#### SELECTED PASSAGE ####
@nullagent He looks BEAT after ejecting! The g-force of ejecting from a modern fighter jet is so high it typically causes a temporary 1 inch reduction in height by compression of spinal discs. The risk of being really fucked up may be as high as one in four.
Some have ejected over and over again (e.g test pilots) with never a serious injury but the problem is this: Any body part that is not exactly in the right position when you hit that 18 g's is getting fucked up. That can include your spine, with a 20-30% chance of some kind of fracture.
Still safer than the shit fighter pilots had to do in WWII: Pull back the canopy or in some planes jettison it. Get out of the seat harness without accidently undoing your parachute harness, you were sitting on the chute. If at high altitude, switch your oxygen from the plane to your jump bottle. Now partially stand up in the cockpit, but roll over the side like you are going SCUBA diving. You MUST go over the side or the tail will hit you! Spins can pin you in the cockpit with g-force, and if you are stuck in a high speed dive you are going too fast to get out. If the plane is on fire, YOU MAY BE TOO, and possibly your parachute as well.
#### EXERCISE DATA ####
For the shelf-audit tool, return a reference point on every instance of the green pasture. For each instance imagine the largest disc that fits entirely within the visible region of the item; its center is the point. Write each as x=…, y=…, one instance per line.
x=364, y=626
####
[WHAT IS BEING ASKED] From the post about ejecting from fighter jets, extract word for word the passage that begins at the words "Some have ejected" and stops after the words "kind of fracture.". The listing comes from a separate source, unrelated to the post about ejecting from fighter jets.

[REPLY]
Some have ejected over and over again (e.g test pilots) with never a serious injury but the problem is this: Any body part that is not exactly in the right position when you hit that 18 g's is getting fucked up. That can include your spine, with a 20-30% chance of some kind of fracture.